PROVIDED TEXT –
======
Writers are big readers. They have to be. It’s something I always stress to kids when I do creative writing classes in schools – you want to be a writer? Then the first thing you have to be is a reader. A wannabe builder wouldn’t start his career without the guidance of an experienced mentor, and it’s the same with writers. We need guidance, someone to show us the tools of the trade and how to use them effectively. Unfortunately there isn’t an apprentice scheme for scribes. We can’t just pop round to our favourite writer’s house and ask to stand over his or her shoulder while they hammer out their words.  There’s really only one way a writer can learn his craft, and that’s by reading – observing from a distance the way in which experienced artisans ply their trade, picking up tips from a growing, often intuitive understanding of how words are put together. Then it’s just a matter of lots and lots of practice.

Reading a lot will inevitably lead to obsession with certain authors. If you love books enough that you want to write them then the hero-worship of some authors is pretty inevitable! The other aspect of this is that writers just starting out will write in the style of their heroes. Stephen King has remarked that, as a huge HP Lovecraft fan, his early stories were full of the outer space ‘eldritch horrors’ and purple prose of his favourite writer. This is all very natural on a writer’s journey to discovering their own voice. Gradually, as you write more and more stories, these influences will fade and fall away and you’ll hopefully be left with your own particular style. There are no shortcuts to achieving this – it’ll take a lot of blood, sweat, tears and ink!
======
ENTRIES SUPPLIED –
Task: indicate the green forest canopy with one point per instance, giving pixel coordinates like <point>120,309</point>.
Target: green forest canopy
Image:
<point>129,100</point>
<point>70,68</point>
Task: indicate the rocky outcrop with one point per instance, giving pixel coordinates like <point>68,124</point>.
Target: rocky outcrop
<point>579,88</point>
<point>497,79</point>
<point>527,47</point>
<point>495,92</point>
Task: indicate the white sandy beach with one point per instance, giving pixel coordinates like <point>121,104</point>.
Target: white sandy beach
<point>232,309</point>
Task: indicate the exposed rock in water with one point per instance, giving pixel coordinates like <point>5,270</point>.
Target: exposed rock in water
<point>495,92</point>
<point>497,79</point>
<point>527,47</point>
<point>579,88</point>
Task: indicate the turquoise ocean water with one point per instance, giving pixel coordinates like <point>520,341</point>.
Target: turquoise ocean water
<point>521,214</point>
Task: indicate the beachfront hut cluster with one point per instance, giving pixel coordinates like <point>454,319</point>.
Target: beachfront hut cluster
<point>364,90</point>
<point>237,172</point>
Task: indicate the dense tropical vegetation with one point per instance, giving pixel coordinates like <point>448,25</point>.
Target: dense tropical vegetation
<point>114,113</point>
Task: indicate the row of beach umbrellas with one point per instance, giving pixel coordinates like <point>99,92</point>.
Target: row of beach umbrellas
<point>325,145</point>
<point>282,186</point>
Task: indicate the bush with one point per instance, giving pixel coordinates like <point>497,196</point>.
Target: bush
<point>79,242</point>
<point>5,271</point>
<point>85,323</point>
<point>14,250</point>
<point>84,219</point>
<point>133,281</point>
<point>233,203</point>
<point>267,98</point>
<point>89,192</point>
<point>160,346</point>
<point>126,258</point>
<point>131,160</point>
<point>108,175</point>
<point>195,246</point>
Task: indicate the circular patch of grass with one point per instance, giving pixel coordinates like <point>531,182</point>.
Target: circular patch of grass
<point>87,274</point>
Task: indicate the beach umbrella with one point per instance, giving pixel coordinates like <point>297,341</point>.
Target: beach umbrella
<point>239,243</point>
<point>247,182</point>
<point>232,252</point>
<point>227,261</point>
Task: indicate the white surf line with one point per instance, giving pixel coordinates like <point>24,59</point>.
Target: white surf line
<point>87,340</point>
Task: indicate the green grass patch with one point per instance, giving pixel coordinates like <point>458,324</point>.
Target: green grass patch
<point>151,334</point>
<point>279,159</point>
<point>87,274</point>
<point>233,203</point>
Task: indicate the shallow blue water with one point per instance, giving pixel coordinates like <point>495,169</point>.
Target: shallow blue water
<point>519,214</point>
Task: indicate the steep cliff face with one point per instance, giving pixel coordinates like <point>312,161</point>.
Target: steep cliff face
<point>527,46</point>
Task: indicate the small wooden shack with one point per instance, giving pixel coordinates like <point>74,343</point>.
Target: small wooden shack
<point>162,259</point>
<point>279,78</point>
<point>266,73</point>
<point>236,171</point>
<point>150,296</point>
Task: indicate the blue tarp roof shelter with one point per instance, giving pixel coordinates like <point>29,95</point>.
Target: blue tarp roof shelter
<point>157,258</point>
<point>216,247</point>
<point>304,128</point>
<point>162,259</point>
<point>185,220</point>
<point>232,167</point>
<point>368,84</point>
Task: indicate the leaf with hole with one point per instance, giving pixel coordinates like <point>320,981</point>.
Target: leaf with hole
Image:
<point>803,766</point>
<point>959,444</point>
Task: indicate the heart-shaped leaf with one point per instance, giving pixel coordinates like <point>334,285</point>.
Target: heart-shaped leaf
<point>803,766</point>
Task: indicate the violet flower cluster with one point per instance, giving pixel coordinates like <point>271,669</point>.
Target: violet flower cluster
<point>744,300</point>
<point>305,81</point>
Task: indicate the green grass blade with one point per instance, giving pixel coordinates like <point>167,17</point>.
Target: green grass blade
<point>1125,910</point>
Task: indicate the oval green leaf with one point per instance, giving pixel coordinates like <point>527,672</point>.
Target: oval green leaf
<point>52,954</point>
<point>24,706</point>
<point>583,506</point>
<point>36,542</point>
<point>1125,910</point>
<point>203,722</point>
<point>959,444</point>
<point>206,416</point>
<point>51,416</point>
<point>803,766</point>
======
INSTRUCTIONS TO FOLLOW –
Answer these questions from the text on writers and reading, one a line:
1. What does the author tell kids is the first thing a would-be writer has to be?
2. Whose writing were Stephen King's early stories full of?
3. After reading, what does the author say learning the craft comes down to?

CORRECT OUTPUT –
1. A reader.
2. HP Lovecraft's.
3. Lots and lots of practice.